▶ [EXCERPTED TEXT]:
┄┄┄┄┄┄┄┄┄┄┄┄┄┄┄┄┄┄┄┄

The American Temperament Test Society is a national organization designed to test the various temperaments of dog breeds.

“The test takes about 12 minutes to complete,” according to the organization’s official website. “The dog is on a loose six-foot lead and three ATTS trained evaluators score the dog. Majority rules. Failure on any part of the test is recognized when a dog shows panic, strong avoidance without recovery or unprovoked aggression.”

 

An average pass rate for a breed is 83.4 percent. For pit bull-type dogs the average pass rates are: Pit Bull Terrier with 87.4 percent, Staffordshire Terrier with 85.2 percent, and American Bulldogs with 86.7 percent. All well above the average.

But their stocky and muscular demeanor is threatening to those in fear of pitties. Before ever even coming into contact with one, most people on this side of the argument have their mind made up that pit bulls are not to be trusted. Ruth Matias, a junior at San Francisco State University, said she isn’t very fearful of the breed. Her mom on the other hand, is terrified.

┄┄┄┄┄┄┄┄┄┄┄┄┄┄┄┄┄┄┄┄

▶ [DATA EXTRACT]:

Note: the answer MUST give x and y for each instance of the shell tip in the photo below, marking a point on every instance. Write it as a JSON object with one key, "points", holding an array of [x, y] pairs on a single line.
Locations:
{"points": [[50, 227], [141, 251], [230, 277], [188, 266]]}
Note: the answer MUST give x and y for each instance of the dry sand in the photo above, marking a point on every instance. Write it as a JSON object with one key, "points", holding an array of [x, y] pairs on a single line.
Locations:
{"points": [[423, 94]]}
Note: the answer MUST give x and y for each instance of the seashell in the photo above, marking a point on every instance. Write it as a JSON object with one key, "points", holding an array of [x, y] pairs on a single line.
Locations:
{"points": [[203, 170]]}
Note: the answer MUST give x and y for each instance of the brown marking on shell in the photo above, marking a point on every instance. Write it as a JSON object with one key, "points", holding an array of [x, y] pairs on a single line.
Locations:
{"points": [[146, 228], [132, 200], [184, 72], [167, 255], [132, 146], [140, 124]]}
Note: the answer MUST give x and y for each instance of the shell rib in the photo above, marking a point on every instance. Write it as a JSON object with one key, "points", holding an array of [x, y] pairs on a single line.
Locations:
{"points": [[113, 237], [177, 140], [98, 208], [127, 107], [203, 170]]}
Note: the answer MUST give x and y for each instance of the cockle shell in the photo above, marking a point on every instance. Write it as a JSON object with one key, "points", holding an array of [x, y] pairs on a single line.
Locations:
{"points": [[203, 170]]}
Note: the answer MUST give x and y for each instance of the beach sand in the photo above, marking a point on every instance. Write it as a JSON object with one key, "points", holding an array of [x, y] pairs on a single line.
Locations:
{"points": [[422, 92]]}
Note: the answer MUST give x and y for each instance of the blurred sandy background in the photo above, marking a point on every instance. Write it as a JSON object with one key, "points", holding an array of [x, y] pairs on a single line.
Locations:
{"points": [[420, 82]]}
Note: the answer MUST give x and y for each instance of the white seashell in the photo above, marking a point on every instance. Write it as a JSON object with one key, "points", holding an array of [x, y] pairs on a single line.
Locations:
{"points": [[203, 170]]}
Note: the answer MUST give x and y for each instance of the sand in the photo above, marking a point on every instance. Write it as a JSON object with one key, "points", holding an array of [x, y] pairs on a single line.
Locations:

┄┄┄┄┄┄┄┄┄┄┄┄┄┄┄┄┄┄┄┄

▶ [ACTIONS TO TAKE]:
1 - In the text on pit bull temperament, what average pass rate does it give for American Bulldogs?
2 - Duplicate the stretch of the text on pit bull temperament from "An average pass" through "above the average.".
3 - Go on with the text on pit bull temperament from the point at which it stops.

▶ [ANSWERS TO THE EXERCISE]:
1 - 86.7 percent.

2 -
An average pass rate for a breed is 83.4 percent. For pit bull-type dogs the average pass rates are: Pit Bull Terrier with 87.4 percent, Staffordshire Terrier with 85.2 percent, and American Bulldogs with 86.7 percent. All well above the average.

3 -
“My mom is scared of pit bulls because back in Ethiopia, dogs are guard-dogs, not domesticated house pets,” Ruth explained, elaborating that her mother emigrated to America from Ethiopia. “So whenever she sees [pit bulls] they still instill fear in her. They’re not animals she’d want to go up and pet.”

Pit bulls are at the top of the list for dog-bites in California at 29 percent, right above German Shepherds and Chihuahuas according to the California Department of Public Health. These bites are reported and recorded. The breed of the dog is either claimed to be a pit bull by the victim or by a visual identification from veterinarians and staff at a shelter. In 2015, The Veterinary Journal studied the identifications of pit bulls by shelter staff versus DNA testing of the dog confirming the breed.

Staff shelters identified the attack dogs as pit bulls 52 percent of the time whereas the DNA testing confirmed the dogs as pit bulls only 21 percent of the time. Ariana agrees that shelters are huge on misidentification of pit bulls, a huge problem when it comes to statistics. She points out that the San Francisco Animal Care & Control shelter constantly has pit bull-type dogs in house.

“At any given time, SFACC’s dog population is roughly 30 percent pit bull-type dogs, the majority of which are found as unaltered strays,” she said, emphasizing that unaltered means not spayed or neutered, which is the other huge problem that involves the breed.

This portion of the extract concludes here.